● Record excerpts
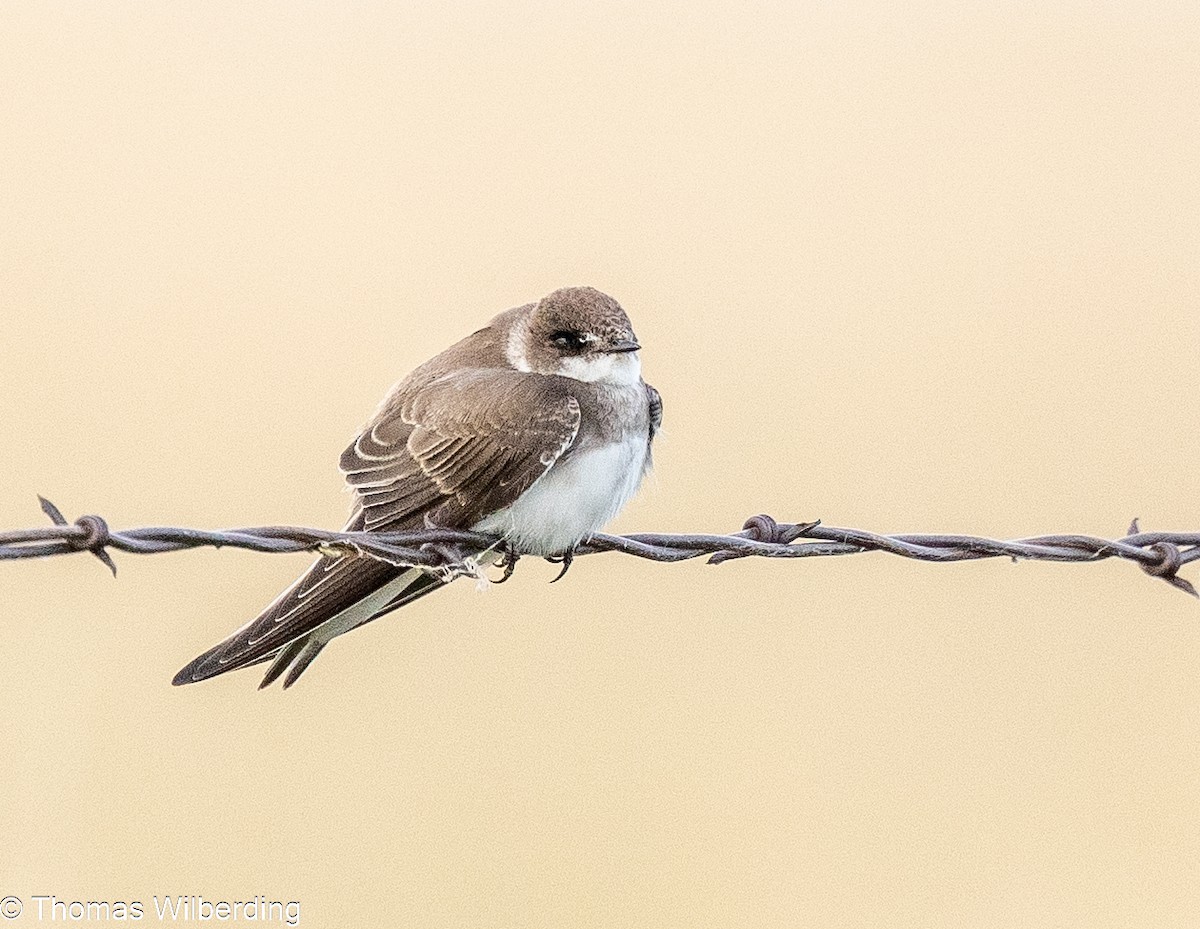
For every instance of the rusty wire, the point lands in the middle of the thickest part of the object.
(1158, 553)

--

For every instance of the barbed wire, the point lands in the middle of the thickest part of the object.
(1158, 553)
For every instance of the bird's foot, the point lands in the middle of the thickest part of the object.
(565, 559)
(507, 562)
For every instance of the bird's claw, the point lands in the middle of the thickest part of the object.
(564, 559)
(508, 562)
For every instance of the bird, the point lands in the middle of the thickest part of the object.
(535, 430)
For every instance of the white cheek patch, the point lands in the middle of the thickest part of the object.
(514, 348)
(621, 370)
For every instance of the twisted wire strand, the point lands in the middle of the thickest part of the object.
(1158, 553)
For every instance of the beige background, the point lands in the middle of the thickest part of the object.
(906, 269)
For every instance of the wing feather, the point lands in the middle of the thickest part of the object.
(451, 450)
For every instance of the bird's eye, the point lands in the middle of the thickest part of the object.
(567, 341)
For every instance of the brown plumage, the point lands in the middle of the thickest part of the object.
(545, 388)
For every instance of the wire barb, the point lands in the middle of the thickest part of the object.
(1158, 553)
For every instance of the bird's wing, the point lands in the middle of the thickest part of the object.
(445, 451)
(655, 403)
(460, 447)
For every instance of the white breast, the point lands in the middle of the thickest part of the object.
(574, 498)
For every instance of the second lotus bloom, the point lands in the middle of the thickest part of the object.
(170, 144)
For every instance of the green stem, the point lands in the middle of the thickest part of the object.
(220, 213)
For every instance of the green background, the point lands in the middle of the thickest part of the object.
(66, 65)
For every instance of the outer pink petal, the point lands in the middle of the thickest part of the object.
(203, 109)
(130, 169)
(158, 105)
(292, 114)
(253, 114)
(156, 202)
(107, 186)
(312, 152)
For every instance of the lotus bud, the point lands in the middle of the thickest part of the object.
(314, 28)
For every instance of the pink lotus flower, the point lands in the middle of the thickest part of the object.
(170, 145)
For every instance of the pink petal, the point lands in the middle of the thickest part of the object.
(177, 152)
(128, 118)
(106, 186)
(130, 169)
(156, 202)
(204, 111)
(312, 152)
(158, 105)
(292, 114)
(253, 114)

● Work instructions
List each line of the items above that contains the word "wire", treating uppercase and lowercase as distinct, and reproduce every such line in full.

● Problem solution
For every instance of the rusty wire, the point lands in the middle of the thickest part of the object.
For every instance of the barbed wire, the point lands in the middle of the thickest part of the object.
For every instance of the twisted wire strand, the point lands in the middle of the thickest part of the object.
For every instance of the wire barb, the point lands in the middle of the thickest part of the object.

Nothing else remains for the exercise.